### Document section
++++++++++
The book of Malachi is the one must associated with this word of a “tithe” but one can find New Testament ideas of it, too. A “tithe” is a sacrifice given laterally in that neighborly love of 1st Cor.16, and it’s also one given vertically as a manner of a thanksgiving to the Lord. We are to heed Jesus’ words to “love the Lord with all our heart, mind, soul, body and strength.” Matthew (ch. 22) and Luke’s gospel (ch. 10) has Jesus reaffirm that—yet He also puts it in context of caring for others (horizontal).
An example of the vertical gift that means much to me is Psalm 118:22 “How can I make a return to the Lord, for all the good He has done for me?…” King David asks that question; and he was quite blessed by God. He knows that it’s not just the treasure to share with God, but his whole life with it—and it never will truly be enough, but even a tithe is a good gesture of gratitude.
The good result upon God’s people of Psalm 118’s prayer was an increased attention on the Temple and of the lifestyle of being God’s own vessel, and in Israel’s looking on how to be God’s agent to the world (e.g. –just see how Ps.119 ends). In a New Testament Gospel example, of how people forget to show appreciation, Jesus notices that just one of ten came back to thank Him for a miracle done for them all. He asks: Where are the others? (Are they not to show thanks?) But—Jesus took the tithe. He kept ministering. There were grateful people for God’s action upon them.
We are doing basic parish things here that cost money at Resurrection. I’d like to believe that a tithing attitude of gratitude can help us all stay connected with The Lord, as well as serve goals of a healthy parish continuing forward.
Bottom line: The parish takes more than a million dollars to run, as you have handed it to my care to run (or given into my stewardship).
I wrote all the above words once before— almost all of the same ones—when I was transitioning from being your administrator for 15 months to becoming pastor. We had some good financial progress that got this parish out of quite a hole it was in then. I have made cuts and adjustments, but only in line with what was supplied to me to divvy as steward. As a pandemic wanes, I feel like it was a trial for many of us, both personally but also as a parish of people. We have to get fully back on our feet.
Scripture says it in the Old and New Testaments: “Therefore strengthen your hands and set your shaky knees firmly.” It’s in Isaiah 35:3 and in Hebrews 12:12. It’s a call from the Word.
So I see Andrew Jackson as God’s Twenty for many people to see as a reasonable goal, and volunteerism and participation, and personal devotions to God, and helping out with mind and body to others, as His road for a recovery in the situation of now.
++++++++++
### Supplied material
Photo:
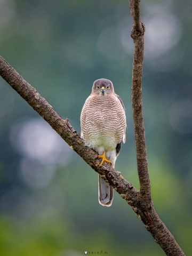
++++++++++
### Exercise description
Can you copy the stretch of the tithing text from "The book of" through "for others (horizontal)." word for word?

### Written reply
The book of Malachi is the one must associated with this word of a “tithe” but one can find New Testament ideas of it, too. A “tithe” is a sacrifice given laterally in that neighborly love of 1st Cor.16, and it’s also one given vertically as a manner of a thanksgiving to the Lord. We are to heed Jesus’ words to “love the Lord with all our heart, mind, soul, body and strength.” Matthew (ch. 22) and Luke’s gospel (ch. 10) has Jesus reaffirm that—yet He also puts it in context of caring for others (horizontal).